:: Exercise text ::
-------
At the Opening Doors Rally featuring keynote speaker Pat Southall Smith (’92), WFM EAC member and Centennial Scholar Chiquita King (’09, ’11) issued a call to action: “Which door will you open?”


WFM’s signature En Blanc Dinner, alumni and speakers, plus overnight accommodations in residence halls, marked the first summit. The Spirit of Philanthropy Award was named posthumously for pioneering WFM member and philanthropist Leslie Flanary Gilliam (’82).

Bowers created the Dolley Madison Dukes Pay It Forward endowed scholarship fund by hosting a giving circle in her home. She and her guests contributed $25,000. “As I told my story about creating that scholarship, I think it was a bit of a catalyst,” she said. “Many women told me they liked this targeted, specific approach. There was a palpable buzz about pooling our funds to benefit individual students.”


A Richmond, Virginia, rally featured Centennial Scholars talking about the impact of their JMU scholarships. Their words resonated with Karen Rothenberger (’93). “I’m an educator, and I know how an education can change people’s lives, their family’s lives. There was one Centennial Scholar story told that day that really moved me. I kept thinking, ‘Yes, I want to get behind this,’” she said.


Headlined by top alumni speakers including Jamie Jones-Miller (’99), Jennifer Marshall (’01) and Tina Fox (’94), the “Women Who Amaze” summit drew 130 women to campus for a weekend of activities, including a standing-room-only First Ladies brunch at Oakview with Mary Ann Alger. Angela Russell (’85) said she signed up for everything: “a brunch, a scavenger hunt, a speed dating-style event with mentoring, workshops. I really loved it.” She would soon join WFM’s EAC and is now vice chair.

Kathy Thomas (’78) received the Leslie Flanary Gilliam (’82) Spirit of Philanthropy Award in recognition of her work to launch the Dukes Pay It Forward Scholarship program along with her husband, Mike (’76, ’77M). More than 25 other like-minded donors have created these scholarships. “I can’t pay anyone back, but I can pay it forward,” Kathy said.


Beth Bliss (’84) made the lead gift for the $25,000 WFM EAC challenge that drew 100% council giving. Traditionally, the council leads JMU’s Giving Day advisory board challenges, collectively giving nearly $12,000 annually toward the Giving Day Challenge Fund. With yet another 2020 EAC gift of $24,000 toward the Madison for Keeps emergency-scholarship drive, it was time to scale up women’s giving momentum beyond the council.
-------
:: Given entries ::
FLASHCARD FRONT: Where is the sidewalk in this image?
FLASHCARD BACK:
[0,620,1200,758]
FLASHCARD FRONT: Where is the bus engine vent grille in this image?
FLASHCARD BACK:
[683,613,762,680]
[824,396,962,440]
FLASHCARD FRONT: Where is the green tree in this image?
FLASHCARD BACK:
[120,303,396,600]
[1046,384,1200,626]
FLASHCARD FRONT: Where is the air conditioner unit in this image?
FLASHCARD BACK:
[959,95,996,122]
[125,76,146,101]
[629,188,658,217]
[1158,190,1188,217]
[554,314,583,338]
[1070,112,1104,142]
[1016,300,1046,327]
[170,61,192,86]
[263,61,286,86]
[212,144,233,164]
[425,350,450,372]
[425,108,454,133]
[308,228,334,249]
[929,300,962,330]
-------
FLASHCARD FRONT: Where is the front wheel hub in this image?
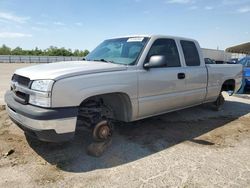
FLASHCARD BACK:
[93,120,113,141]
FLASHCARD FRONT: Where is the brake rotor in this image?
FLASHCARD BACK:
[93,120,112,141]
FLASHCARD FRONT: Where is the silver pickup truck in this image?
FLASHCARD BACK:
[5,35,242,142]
-------
:: Exercise tasks ::
(a) According to the text on JMU women's giving, how many women did the "Women Who Amaze" summit draw to campus?
(b) Write the next part of the text on JMU women's giving, picking up after its last sentence.

:: Activity answers ::
(a) 130 women

(b)
Current WFM EAC vice chair Jamie Jones Miller (’99) is called to join the council. “I bleed purple, right? It was an easy ‘yes.’ I’ve been a donor or a volunteer for the institution since the day I left,” she said. “But this is different. This is also about helping women become more comfortable with making financial decisions and with asking their friends to give.”

Due to the COVID-19 pandemic, WFM events went virtual, including a series of popular lunchtime webinars that continue today.


Campbell and the EAC started quietly seeking 10 Amethyst Circle founders to contribute $15,000 each in seed money for endowment and scholarships for immediate use. Within eight weeks, more than 40 women stepped forward. There are now 65 founders, surpassing $950,000 in giving.

The virtual “Women Who Amaze” summit shattered attendance records. The event, designed by volunteers, included Stephanie Forbes (’92, ’93M), Mary Margaret Prange (’01), Tiffanie Rosier (’95), and Karen Rothenberger, and was based entirely on input from women in the greater JMU community. “What really stood out to me was that these women were bold,” said Barbara Bouldin (’87, ’20P), who is helping to organize the 2023 summit. “I was honored to come into this collective body of diverse women with a common trait of a love for JMU.”

At the summit, Dawn Smith Barnes (’93) officially announced the launch of the Amethyst Circle and asked for 200 members to join her and the founders to meet the $1 million goal for scholarships.


This fall, Amethyst Circle Scholarships are offered to JMU students for the first time. As of August, 10 were awarded. The Amethyst Circle seeks 62 more women at the $5,000 member level to meet the goal of providing all 25 scholarships.


WFM will celebrate its 10th anniversary at the May 19-20 “Women Who Amaze” summit.